§ **PROBLEM STATEMENT**
Copy word for word the part of the text about getting an XT-IDE working on a Tandy 1000 TL, from "SUPEREDIT: Successfully have" to "laplink data transfer.".

§ **DOCUMENT SEGMENT**
It looks like I'm not the only who has had issue with an XT-IDE on a Tandy machine. I've got one that I've flashed both in basic XT mode as well AT + fast mode, at ports 300/308 and 320/328, boot device port 80/81, with everything always jumpered accordingly. Boot device is a 512 megabyte flash DOM with DOS 6.22 installed using another machine. Whenever I go to boot my Tandy 1000 TL, it always skips the XT-IDE boot BIOS. If I exit Deskmate and execute Restart.com on the flash C: drive, it will boot the XT-IDE BIOS and then lock the system shortly after it recognizes the installed flash DOM. Keyboard is unresponsive, implying there's a resource conflict. Any ideas what witchcraft I've brought upon myself?
EDIT: Downloaded the absolute latest code from the XT-IDE repository, tricked MINGW32 into working correctly, rebuilt all the BIOS files and configurator executable, reconfigured the basic XT BIOS, and now DOS is booting. I was even able to run the SETUPTL file I had hand-dropped on the DOM to configure the machine to boot from the XT-IDE rather than straight to Deskmate. Now it's time to see how advanced of a BIOS I can flash and still have the machine run.
SUPEREDIT: Successfully have the XT-IDE running in fast mode with the 8088-plus (V20) BIOS. Went through some shenanigans to install Duke Nukem on the drive using another PC, then played it on the Tandy using an "Ultimate EGA+" card and a Tandy CoCo 3 -> Genesis controller adapter, which worked with a six-button pad without having to hold down the Mode button at boot or anything like that. I guess next adventures would be in acquiring a nice 8-bit VGA card, installing Windows 3.0 and DeskMate, and experimenting with Ethernet over serial and laplink data transfer.
I spend my days fighting with clunky software so I can afford to spend my evenings fighting with clunky hardware.

Region pointing data:
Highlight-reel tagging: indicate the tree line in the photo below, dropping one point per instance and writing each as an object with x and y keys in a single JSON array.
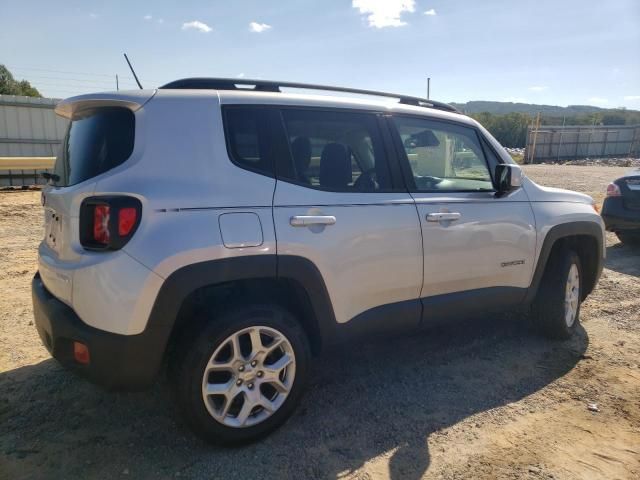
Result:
[
  {"x": 511, "y": 129},
  {"x": 11, "y": 86}
]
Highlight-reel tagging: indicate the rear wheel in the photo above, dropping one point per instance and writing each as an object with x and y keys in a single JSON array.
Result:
[
  {"x": 242, "y": 375},
  {"x": 629, "y": 238},
  {"x": 556, "y": 309}
]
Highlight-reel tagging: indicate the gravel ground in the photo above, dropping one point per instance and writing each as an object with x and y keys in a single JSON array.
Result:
[{"x": 482, "y": 399}]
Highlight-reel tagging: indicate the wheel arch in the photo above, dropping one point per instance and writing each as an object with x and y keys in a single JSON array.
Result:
[
  {"x": 291, "y": 282},
  {"x": 586, "y": 239}
]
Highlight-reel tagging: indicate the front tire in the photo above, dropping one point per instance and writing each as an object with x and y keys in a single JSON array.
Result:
[
  {"x": 241, "y": 375},
  {"x": 556, "y": 309}
]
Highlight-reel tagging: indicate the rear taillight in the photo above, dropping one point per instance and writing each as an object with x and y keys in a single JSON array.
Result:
[
  {"x": 127, "y": 219},
  {"x": 108, "y": 223},
  {"x": 101, "y": 224},
  {"x": 613, "y": 190}
]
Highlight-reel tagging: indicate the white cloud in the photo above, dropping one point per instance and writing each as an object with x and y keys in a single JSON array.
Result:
[
  {"x": 258, "y": 27},
  {"x": 197, "y": 25},
  {"x": 384, "y": 13}
]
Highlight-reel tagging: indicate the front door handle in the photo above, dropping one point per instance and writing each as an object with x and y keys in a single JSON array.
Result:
[
  {"x": 443, "y": 217},
  {"x": 308, "y": 220}
]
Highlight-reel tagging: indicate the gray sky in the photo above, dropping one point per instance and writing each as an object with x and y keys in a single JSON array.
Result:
[{"x": 556, "y": 52}]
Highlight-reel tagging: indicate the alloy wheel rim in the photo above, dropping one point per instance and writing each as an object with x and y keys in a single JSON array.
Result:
[
  {"x": 249, "y": 376},
  {"x": 572, "y": 295}
]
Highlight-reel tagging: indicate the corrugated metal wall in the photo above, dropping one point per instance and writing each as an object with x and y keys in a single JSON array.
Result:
[
  {"x": 29, "y": 127},
  {"x": 573, "y": 142}
]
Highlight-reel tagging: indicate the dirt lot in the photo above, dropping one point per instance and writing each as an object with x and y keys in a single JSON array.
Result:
[{"x": 483, "y": 399}]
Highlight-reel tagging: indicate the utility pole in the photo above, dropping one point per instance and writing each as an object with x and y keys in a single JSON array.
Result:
[{"x": 535, "y": 139}]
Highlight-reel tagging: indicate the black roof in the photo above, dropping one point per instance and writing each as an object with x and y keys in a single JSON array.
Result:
[{"x": 203, "y": 83}]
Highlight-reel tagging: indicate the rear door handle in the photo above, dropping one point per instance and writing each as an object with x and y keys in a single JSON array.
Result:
[
  {"x": 443, "y": 217},
  {"x": 308, "y": 220}
]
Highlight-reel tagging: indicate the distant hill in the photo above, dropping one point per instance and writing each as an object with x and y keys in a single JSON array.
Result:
[{"x": 478, "y": 106}]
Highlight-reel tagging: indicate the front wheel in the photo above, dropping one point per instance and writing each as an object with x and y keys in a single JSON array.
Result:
[
  {"x": 556, "y": 308},
  {"x": 241, "y": 375}
]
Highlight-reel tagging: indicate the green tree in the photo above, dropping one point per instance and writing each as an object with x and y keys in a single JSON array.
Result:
[{"x": 11, "y": 86}]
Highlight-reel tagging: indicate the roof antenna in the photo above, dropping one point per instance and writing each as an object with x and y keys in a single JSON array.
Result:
[{"x": 133, "y": 71}]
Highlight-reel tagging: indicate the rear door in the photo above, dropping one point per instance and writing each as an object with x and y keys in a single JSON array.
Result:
[
  {"x": 478, "y": 247},
  {"x": 340, "y": 202}
]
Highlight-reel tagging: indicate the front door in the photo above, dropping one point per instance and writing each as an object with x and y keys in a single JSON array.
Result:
[
  {"x": 341, "y": 207},
  {"x": 478, "y": 248}
]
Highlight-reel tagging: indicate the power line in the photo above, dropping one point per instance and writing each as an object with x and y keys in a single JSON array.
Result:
[
  {"x": 65, "y": 72},
  {"x": 81, "y": 80}
]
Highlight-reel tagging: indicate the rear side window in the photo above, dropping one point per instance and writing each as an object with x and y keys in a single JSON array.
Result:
[
  {"x": 336, "y": 151},
  {"x": 248, "y": 139},
  {"x": 97, "y": 141}
]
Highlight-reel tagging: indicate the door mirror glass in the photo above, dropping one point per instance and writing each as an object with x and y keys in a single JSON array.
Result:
[
  {"x": 425, "y": 138},
  {"x": 508, "y": 177}
]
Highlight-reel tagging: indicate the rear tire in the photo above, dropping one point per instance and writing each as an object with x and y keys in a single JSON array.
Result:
[
  {"x": 556, "y": 309},
  {"x": 255, "y": 396},
  {"x": 629, "y": 238}
]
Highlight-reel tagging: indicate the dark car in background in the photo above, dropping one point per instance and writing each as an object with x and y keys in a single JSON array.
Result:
[{"x": 621, "y": 208}]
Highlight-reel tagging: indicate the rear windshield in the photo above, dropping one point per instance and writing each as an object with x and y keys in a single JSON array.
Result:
[{"x": 96, "y": 141}]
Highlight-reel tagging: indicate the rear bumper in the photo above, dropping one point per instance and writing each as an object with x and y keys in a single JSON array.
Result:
[
  {"x": 119, "y": 362},
  {"x": 616, "y": 217}
]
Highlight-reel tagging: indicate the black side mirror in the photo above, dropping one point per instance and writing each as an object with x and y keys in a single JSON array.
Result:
[
  {"x": 425, "y": 138},
  {"x": 508, "y": 178}
]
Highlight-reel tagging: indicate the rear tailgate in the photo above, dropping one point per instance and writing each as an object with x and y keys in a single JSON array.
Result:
[
  {"x": 630, "y": 189},
  {"x": 100, "y": 137}
]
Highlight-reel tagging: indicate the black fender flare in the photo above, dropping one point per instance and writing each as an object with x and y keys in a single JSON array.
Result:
[
  {"x": 184, "y": 281},
  {"x": 556, "y": 233}
]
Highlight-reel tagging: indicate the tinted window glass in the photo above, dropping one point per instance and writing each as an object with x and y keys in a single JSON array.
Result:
[
  {"x": 443, "y": 156},
  {"x": 248, "y": 138},
  {"x": 96, "y": 141},
  {"x": 336, "y": 151}
]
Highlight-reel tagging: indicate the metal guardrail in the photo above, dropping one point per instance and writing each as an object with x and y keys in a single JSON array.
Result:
[
  {"x": 27, "y": 163},
  {"x": 20, "y": 171}
]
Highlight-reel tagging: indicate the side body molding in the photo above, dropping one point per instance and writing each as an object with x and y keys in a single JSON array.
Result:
[{"x": 563, "y": 230}]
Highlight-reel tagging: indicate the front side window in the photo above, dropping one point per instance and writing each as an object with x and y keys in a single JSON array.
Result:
[
  {"x": 336, "y": 151},
  {"x": 443, "y": 156}
]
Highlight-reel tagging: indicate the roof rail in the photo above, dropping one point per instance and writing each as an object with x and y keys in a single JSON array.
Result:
[{"x": 202, "y": 83}]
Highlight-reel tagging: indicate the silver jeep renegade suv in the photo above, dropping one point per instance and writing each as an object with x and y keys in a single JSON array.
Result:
[{"x": 232, "y": 231}]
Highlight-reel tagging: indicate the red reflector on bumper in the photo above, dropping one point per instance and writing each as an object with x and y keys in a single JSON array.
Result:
[{"x": 81, "y": 353}]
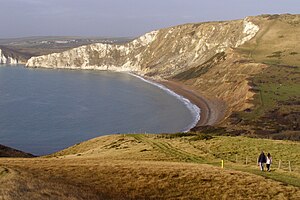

§ **RESULT**
SUPEREDIT: Successfully have the XT-IDE running in fast mode with the 8088-plus (V20) BIOS. Went through some shenanigans to install Duke Nukem on the drive using another PC, then played it on the Tandy using an "Ultimate EGA+" card and a Tandy CoCo 3 -> Genesis controller adapter, which worked with a six-button pad without having to hold down the Mode button at boot or anything like that. I guess next adventures would be in acquiring a nice 8-bit VGA card, installing Windows 3.0 and DeskMate, and experimenting with Ethernet over serial and laplink data transfer.